* Selected passage
%%
The predictions of perceptual load theory raised another question that needs to be answered: if perceptual capacity is not filled by the target-related stimuli and distractors are not excluded perceptually, how are the targets selected among distractors? Lavie et al. (2004) proposed that there must be another mechanism that enables active cognitive control over attention to prevent distractors from taking control of the behaviour in low perceptual load conditions. The functions of this active cognitive/executive control mechanism are listed as frontal lobe functions: inhibition (self-control and interference control), working memory (WM), and cognitive flexibility (also called set-shifting or mental set-shifting; Diamond, 2013; Miyake et al., 2000) which are essential especially for selecting and maintaining priority information between targets and distractors, suppressing possible behaviours arising from distractors, and fulfilling target-compatible behaviours (Gaspelin & Luck, 2018; Lavie, 2000). Lavie et al. (2004) argued that depleting the capacities of these frontal lobe functions and so running short of their available resources is thought to have a distorting effect on performing goal-directed behaviour. Lavie et al. (2004) tested this prediction. They first presented a display containing one (low WM load condition) or six numbers (high WM load condition) to the participants. The participants were instructed that they had to keep these numbers in their minds and then they were asked a question about these numbers. While doing this, a selective attention task (SAT) based on the classical response competition paradigm was presented with a low perceptual load. In this task, the participants tried to determine the identity of the target letter as quickly as possible, as mentioned earlier. After the SAT, a question was asked about the numbers they had in mind. The analyses on the data with correct memory responses revealed that compared with one, keeping six digits in WM increased the interference of distractors on a concurrently performed SAT. Studies on the load effects of the active cognitive control mechanism have revealed similar results (Boot et al., 2005; Lavie & de Fockert, 2006). According to de Fockert (2013), WM and attention are highly correlated and WM resources are important for maintaining the priority of target information, especially in situations where both the target and the distractor are perceived.
%%
* Given data
%%
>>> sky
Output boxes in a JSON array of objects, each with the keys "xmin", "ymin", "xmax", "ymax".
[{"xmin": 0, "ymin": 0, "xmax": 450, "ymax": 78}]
%%
* Exercise goal
In the passage on perceptual load theory, what did keeping six digits in working memory, rather than one, do to distractor interference in the concurrent selective attention task?

* Solution to this exercise
It increased the interference of distractors on the concurrently performed selective attention task.